## SUPPLIED PASSAGE

Content starts

These functions could be simple things like calling a calculator or a database search. Or more complex things like an API call to post on social media or buy a product. Or very open-ended things like executing arbitrary code. New products like Anthropic’s Computer Use and OpenAI’s Operator take this a step further by sending the LLM screenshots of a computer and having it issue mouse and keyboard commands.

Example of code to run an LLM-based agent. You can ask the model to generate shell commands to fulfil specific goals. Here the agent has to get approval for every command but you could remove this line and just let it keep running commands until it stops.

Setting up LLMs to take actions is trivially easy. OpenAI have offered ‘function calling’ since June 2023, which allows you to specify a set of functions that models can run. I asked the agent in the example above what the top 10 US baby names were, and it was able to download a relevant dataset and write a bash script to pull them out.

The hard part is getting models to take the right actions in the right way at the right time. Benchmarks like AgentBench, WebShop, and WebArena show that even models which excel at answering questions struggle to do long-horizon planning tasks: handling errors, edge cases, and all the messiness that inevitably comes when you’re interacting with the real world.

Content ends

(Records in a dataset)
Content starts

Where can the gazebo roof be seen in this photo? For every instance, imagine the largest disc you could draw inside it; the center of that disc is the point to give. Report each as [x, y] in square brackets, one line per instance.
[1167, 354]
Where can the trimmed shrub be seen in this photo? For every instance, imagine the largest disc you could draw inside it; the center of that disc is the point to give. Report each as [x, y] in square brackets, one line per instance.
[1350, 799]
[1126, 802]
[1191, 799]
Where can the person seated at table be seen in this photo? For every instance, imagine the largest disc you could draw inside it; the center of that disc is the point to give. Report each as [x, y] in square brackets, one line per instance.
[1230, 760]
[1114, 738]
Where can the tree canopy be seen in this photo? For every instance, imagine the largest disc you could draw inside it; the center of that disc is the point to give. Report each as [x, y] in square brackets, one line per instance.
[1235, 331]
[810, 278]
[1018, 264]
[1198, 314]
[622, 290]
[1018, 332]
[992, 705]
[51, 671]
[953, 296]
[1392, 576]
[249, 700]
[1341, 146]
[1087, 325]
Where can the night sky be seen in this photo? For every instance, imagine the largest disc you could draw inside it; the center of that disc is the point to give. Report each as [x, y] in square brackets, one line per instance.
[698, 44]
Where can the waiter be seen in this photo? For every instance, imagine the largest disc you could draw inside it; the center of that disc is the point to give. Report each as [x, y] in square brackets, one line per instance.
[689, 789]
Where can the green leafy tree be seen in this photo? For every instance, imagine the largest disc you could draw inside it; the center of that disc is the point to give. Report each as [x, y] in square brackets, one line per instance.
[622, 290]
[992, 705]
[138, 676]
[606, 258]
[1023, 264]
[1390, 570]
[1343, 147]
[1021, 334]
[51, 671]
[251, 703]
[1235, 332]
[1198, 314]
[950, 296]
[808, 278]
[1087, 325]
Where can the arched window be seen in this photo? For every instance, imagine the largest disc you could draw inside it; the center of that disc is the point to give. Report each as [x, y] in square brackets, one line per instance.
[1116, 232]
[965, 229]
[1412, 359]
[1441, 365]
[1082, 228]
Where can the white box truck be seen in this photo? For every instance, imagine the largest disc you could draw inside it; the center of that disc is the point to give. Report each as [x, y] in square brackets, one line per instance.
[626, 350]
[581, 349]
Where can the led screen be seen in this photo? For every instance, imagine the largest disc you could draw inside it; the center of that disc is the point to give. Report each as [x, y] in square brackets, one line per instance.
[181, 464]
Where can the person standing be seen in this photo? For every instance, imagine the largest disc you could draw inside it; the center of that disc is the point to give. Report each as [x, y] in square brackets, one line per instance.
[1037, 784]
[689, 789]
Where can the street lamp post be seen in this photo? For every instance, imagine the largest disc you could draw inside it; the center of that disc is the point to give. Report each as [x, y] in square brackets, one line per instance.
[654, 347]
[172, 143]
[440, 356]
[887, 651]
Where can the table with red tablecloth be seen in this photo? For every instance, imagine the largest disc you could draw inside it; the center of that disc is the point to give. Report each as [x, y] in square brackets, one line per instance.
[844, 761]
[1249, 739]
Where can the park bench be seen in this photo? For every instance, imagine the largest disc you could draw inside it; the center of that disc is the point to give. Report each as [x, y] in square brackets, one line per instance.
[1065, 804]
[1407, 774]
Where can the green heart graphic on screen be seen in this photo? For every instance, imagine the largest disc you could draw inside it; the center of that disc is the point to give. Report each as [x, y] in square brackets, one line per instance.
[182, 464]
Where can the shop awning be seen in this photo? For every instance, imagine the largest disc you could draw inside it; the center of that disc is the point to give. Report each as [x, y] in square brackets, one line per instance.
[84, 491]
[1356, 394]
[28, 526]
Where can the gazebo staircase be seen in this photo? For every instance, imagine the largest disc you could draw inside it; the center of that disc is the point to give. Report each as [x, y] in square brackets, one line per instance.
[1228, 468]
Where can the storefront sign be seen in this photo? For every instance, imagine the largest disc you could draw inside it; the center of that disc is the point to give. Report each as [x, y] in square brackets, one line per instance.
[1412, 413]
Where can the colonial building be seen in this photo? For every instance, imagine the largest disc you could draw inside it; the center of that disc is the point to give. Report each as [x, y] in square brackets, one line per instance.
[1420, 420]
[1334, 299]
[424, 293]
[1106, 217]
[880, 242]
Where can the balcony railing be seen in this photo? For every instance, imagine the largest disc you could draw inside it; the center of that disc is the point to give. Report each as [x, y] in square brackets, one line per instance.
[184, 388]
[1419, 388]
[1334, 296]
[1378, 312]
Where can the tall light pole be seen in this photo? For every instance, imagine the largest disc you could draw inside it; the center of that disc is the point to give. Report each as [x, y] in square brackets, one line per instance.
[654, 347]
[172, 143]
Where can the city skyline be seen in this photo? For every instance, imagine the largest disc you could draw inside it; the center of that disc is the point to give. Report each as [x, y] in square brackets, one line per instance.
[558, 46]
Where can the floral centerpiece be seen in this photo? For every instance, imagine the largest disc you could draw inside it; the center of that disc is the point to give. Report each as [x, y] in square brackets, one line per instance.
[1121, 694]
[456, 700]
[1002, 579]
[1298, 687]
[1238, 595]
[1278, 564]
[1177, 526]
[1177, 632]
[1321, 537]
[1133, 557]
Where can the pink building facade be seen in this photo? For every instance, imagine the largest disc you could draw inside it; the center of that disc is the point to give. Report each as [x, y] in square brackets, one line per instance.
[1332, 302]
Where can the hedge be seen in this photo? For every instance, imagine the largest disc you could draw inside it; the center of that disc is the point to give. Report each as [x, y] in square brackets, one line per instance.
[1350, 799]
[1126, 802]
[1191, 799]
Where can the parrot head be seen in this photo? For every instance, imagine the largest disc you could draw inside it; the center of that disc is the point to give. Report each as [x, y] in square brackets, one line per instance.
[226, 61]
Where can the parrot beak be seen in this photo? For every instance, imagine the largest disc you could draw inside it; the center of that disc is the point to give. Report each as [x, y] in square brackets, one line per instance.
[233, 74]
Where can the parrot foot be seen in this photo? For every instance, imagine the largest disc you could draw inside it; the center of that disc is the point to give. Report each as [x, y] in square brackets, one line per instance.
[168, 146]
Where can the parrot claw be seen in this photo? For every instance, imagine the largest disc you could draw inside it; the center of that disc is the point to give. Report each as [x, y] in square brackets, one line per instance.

Content ends

## TASK DIRECTIONS
Can you output the text of the passage on LLM agents from "Example of code" up to and including "until it stops.", copied word for word?

## TASK ANSWER
Example of code to run an LLM-based agent. You can ask the model to generate shell commands to fulfil specific goals. Here the agent has to get approval for every command but you could remove this line and just let it keep running commands until it stops.